Page excerpt:
§ §

Storage Fusion

 View Only

IBM Storage Fusion Backup as Code

By JC Lopez posted Wed June 07, 2023 09:25 PM

  

Why Backup as Code?

From the developer's seat

With container orchestration platforms, the end user is expected to be able to create an application and the tooling that goes with so that upon deployment, not only the applications comes online but the application can be natively integrated with the environment where it runs and leverages all of the services provided by the platform at will. Such services should include backup and restore for stateful applications and should be shipped together with the application (e.g. via the application GitHub repository).

From the infrastructure team's seat

As mentioned above, container orchestration platform are natively designed to be self contained and self service and therefor, it would be ludicrous to expect the infrastructure team to grant access to a resource every time it is needed. In these environment the application is expected to be granted access automatically to said requested resources, based on rules and fences created by the infrastructure team. Such rules and fences to safeguard the platform would include topics like:

  • Storage quotas (maximum number of bytes or files an application can use)
  • Compute resources (maximum amount of memory or CPU an application can consume)
  • Security (userid and grouped assigned to applications together with specific Security Constraints)

However, the infrastructure team does not operate a single Red Hat OpenShift cluster and it would be inconceivable to picture the deployment of all rules, fences and services  being performed one cluster at a time via a graphical user interface. This is where backup as code comes into play.

§ §

Information supplied:
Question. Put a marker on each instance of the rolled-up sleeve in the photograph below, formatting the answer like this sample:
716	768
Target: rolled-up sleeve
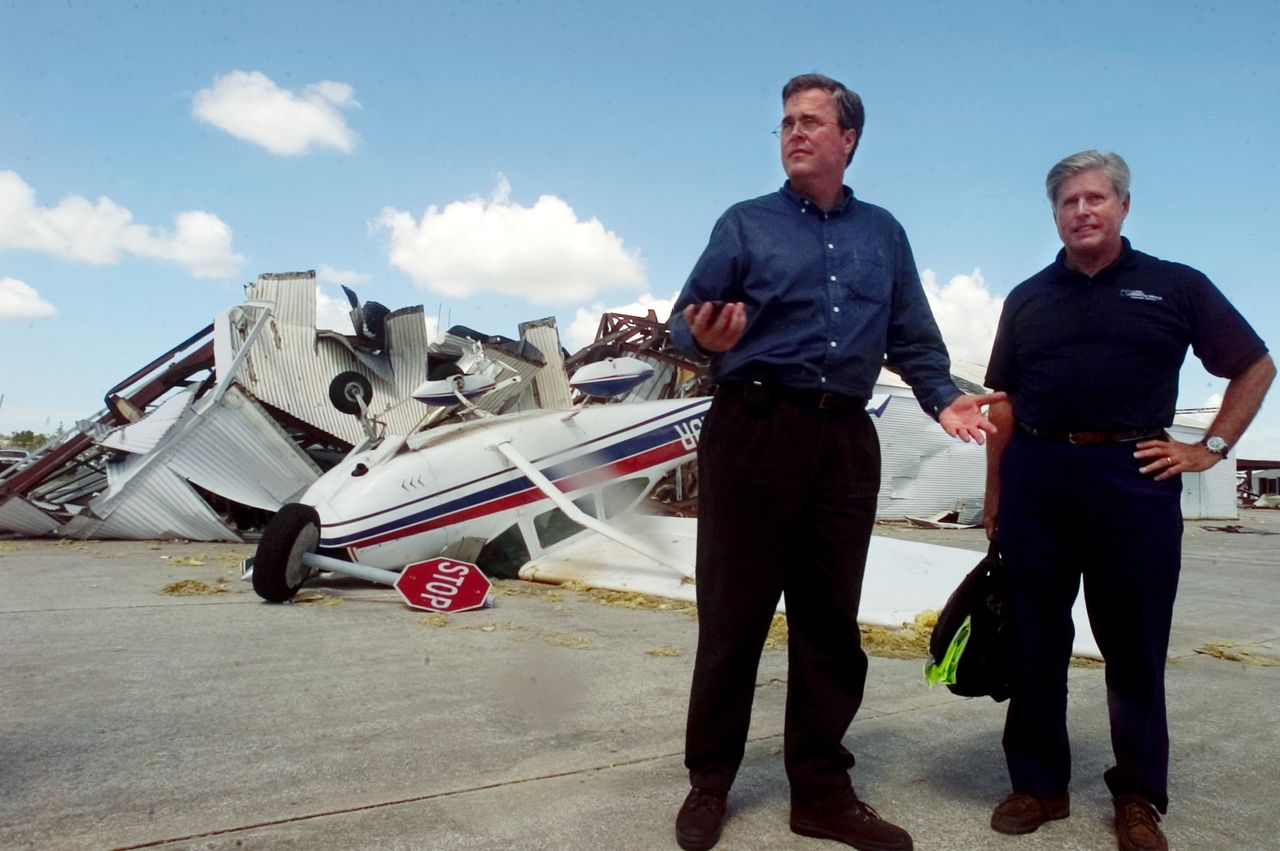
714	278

§ §

The tasks:
(1) Echo part of the Backup as Code page word for word, beginning at the words "IBM Storage Fusion" and stopping after "application GitHub repository).".
(2) Answer these questions using the Backup as Code page.
(a) Who posted the page, and on what date?
(b) What three topics are listed as rules and fences that safeguard the platform?
(c) According to the developer's view, how should backup and restore for stateful applications be shipped?
(3) Write the next part of the Backup as Code page, picking up after its final sentence.
The material comes from a different source than the Backup as Code page.

Answers in order:
(1)
IBM Storage Fusion Backup as Code

By JC Lopez posted Wed June 07, 2023 09:25 PM

  

Why Backup as Code?

From the developer's seat

With container orchestration platforms, the end user is expected to be able to create an application and the tooling that goes with so that upon deployment, not only the applications comes online but the application can be natively integrated with the environment where it runs and leverages all of the services provided by the platform at will. Such services should include backup and restore for stateful applications and should be shipped together with the application (e.g. via the application GitHub repository).

(2)
(a) JC Lopez posted it on Wed June 07, 2023, at 09:25 PM.
(b) Storage quotas, compute resources, and security.
(c) Together with the application, for example via the application GitHub repository.

(3)
Not only the developers can leverage the backup and restore services via custom resources and integrate these functionalities with the application code they are creating but the infrastructure can actually configure those services in the same way to reach the level of industrialization required in large environments.

Let's do this

Infrastructure configuration

The infrastructure team will be responsible for defining:

  • Where the application data and metadata being backed up is physically stored
  • How often the application will be backed up
  • How long the application backup will be kept

For this example we will use an external Amazon S3 bucket as an endpoint for what is know as the IBM Storage Fusion Backup Storage Location. To configure the BackupStorageLocation custom resource you will need the following information:

  • The type of S3 endpoint (multiple offered by IBM Storage Fusion e.g. aws, cos, s3, ...)
  • The name of the S3 bucket where the backup will store everything
  • The credentials required to connect to the S3 endpoint
  • Some optional parameters depending on the type of S3 endpoint (e.g. the Region name for AWS)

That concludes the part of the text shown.